Copy verbatim the lines of the items below, beginning with the line that contains "[locate] arteana logo" and continuing through the last line of the items, both ends included.
BEGIN
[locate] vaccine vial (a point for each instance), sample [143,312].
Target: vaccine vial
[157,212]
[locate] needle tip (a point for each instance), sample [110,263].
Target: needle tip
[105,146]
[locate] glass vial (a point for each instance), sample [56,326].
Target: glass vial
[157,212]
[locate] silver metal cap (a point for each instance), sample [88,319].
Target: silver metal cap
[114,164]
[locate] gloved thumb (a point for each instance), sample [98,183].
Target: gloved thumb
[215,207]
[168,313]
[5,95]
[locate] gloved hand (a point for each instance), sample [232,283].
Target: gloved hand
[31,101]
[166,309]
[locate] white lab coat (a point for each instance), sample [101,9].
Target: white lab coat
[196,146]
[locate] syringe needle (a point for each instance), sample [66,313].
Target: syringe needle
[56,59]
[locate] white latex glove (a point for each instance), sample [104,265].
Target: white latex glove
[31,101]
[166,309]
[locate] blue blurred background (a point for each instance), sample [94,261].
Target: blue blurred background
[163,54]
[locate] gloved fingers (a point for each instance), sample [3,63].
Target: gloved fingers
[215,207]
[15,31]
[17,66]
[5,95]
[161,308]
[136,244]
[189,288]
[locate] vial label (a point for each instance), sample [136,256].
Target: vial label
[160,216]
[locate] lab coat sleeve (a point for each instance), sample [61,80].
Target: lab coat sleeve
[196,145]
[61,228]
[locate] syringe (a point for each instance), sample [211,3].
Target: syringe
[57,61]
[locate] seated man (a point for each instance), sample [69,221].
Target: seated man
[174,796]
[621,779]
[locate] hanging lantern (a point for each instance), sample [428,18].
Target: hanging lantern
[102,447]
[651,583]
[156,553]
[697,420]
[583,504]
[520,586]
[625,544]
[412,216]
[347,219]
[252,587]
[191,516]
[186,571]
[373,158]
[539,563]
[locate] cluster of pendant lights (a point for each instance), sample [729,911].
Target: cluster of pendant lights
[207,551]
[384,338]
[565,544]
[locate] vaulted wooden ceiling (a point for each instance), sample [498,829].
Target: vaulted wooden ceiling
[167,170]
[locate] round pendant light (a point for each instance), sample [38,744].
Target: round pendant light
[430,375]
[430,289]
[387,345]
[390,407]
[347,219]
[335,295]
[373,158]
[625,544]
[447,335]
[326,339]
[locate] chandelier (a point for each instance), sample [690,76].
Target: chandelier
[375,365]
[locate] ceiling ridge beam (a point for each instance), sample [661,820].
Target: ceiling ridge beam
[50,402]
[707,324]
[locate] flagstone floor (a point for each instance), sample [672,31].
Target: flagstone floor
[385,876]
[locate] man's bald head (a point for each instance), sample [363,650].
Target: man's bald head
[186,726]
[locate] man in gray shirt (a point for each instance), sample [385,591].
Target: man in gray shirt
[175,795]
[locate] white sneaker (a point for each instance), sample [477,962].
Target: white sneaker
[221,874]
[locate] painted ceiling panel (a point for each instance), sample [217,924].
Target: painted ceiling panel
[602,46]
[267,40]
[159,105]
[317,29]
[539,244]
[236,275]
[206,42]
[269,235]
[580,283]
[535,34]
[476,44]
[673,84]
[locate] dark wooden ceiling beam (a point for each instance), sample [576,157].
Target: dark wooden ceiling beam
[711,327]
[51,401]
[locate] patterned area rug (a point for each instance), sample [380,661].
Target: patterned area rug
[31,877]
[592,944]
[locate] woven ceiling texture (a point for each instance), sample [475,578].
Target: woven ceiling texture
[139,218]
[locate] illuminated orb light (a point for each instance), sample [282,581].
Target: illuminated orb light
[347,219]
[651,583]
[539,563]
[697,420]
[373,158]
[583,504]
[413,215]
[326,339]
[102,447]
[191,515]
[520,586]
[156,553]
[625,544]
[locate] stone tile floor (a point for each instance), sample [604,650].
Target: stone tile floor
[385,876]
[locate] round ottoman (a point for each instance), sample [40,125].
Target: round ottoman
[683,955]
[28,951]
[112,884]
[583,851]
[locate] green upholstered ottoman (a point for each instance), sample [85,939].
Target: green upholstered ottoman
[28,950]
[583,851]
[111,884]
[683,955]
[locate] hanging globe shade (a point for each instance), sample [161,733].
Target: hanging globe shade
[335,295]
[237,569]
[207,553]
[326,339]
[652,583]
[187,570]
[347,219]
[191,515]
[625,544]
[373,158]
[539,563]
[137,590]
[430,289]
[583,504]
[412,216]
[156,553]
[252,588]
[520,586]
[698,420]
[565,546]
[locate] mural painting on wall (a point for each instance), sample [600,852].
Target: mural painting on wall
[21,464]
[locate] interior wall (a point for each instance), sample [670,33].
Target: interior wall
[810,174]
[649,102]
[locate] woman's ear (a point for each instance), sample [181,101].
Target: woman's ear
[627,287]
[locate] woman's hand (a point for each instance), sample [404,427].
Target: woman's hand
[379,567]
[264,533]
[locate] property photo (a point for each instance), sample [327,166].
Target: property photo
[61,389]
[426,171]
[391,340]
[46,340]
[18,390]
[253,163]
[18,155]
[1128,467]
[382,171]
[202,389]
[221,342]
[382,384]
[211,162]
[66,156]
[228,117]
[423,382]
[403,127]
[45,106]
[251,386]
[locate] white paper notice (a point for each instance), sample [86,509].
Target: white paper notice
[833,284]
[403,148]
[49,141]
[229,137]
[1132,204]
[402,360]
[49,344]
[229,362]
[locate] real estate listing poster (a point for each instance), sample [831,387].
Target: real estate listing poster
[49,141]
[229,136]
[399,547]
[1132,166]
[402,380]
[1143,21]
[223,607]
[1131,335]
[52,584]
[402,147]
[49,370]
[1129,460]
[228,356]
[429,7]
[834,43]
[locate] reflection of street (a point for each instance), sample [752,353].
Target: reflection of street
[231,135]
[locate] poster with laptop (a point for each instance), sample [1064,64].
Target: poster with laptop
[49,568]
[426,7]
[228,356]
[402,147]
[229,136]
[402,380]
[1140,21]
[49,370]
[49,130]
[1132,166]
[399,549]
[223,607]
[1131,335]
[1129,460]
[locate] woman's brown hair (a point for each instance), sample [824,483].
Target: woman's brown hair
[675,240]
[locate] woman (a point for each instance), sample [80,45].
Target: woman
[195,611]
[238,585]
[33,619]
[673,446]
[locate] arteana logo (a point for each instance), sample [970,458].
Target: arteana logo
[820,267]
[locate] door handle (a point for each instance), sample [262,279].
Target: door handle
END
**Task answer:**
[locate] arteana logo (a point for each instance), sample [970,458].
Target: arteana logo
[820,267]
[locate] door handle (a point for each instance), sample [262,279].
Target: door handle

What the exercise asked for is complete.